**JOB ITEM:**
Show each line in the records below that contains the string "clicks". Case matters.
(THE DATA)
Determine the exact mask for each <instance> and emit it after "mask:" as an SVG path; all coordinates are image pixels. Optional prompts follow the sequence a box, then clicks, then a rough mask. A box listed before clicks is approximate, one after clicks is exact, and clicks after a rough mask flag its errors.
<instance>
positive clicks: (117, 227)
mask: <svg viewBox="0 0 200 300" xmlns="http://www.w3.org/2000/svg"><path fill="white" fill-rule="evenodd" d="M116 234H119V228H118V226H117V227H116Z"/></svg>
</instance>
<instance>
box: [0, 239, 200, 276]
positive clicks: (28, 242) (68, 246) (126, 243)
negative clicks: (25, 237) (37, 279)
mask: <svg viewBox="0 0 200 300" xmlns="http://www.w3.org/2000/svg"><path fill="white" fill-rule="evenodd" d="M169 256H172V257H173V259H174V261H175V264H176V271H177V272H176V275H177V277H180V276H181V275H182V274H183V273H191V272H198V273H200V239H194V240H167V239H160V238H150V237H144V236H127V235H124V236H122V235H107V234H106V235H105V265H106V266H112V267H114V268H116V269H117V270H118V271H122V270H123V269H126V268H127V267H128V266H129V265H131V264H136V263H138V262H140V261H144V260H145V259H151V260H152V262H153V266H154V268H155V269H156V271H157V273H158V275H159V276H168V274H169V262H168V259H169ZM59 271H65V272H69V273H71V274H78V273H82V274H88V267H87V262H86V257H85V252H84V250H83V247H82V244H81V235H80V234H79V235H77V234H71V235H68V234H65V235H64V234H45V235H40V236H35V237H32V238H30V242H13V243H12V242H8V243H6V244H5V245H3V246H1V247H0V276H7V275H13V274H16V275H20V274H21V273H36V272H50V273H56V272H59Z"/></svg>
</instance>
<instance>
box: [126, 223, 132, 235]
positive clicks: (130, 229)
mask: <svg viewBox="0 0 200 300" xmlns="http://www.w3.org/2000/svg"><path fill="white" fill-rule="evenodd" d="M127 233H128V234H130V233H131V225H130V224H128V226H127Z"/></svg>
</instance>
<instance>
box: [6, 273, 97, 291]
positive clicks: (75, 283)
(End THE DATA)
**SOLUTION TO THIS EXERCISE:**
Determine the exact mask for each <instance> and emit it after "mask:" as an SVG path; all coordinates are image pixels. Optional prompts follow the sequence a box, then clicks, then a rough mask. A box listed before clicks is approximate, one after clicks is exact, and clicks after a rough mask flag its errors.
positive clicks: (117, 227)
positive clicks: (28, 242) (68, 246) (126, 243)
negative clicks: (25, 237) (37, 279)
positive clicks: (130, 229)
positive clicks: (75, 283)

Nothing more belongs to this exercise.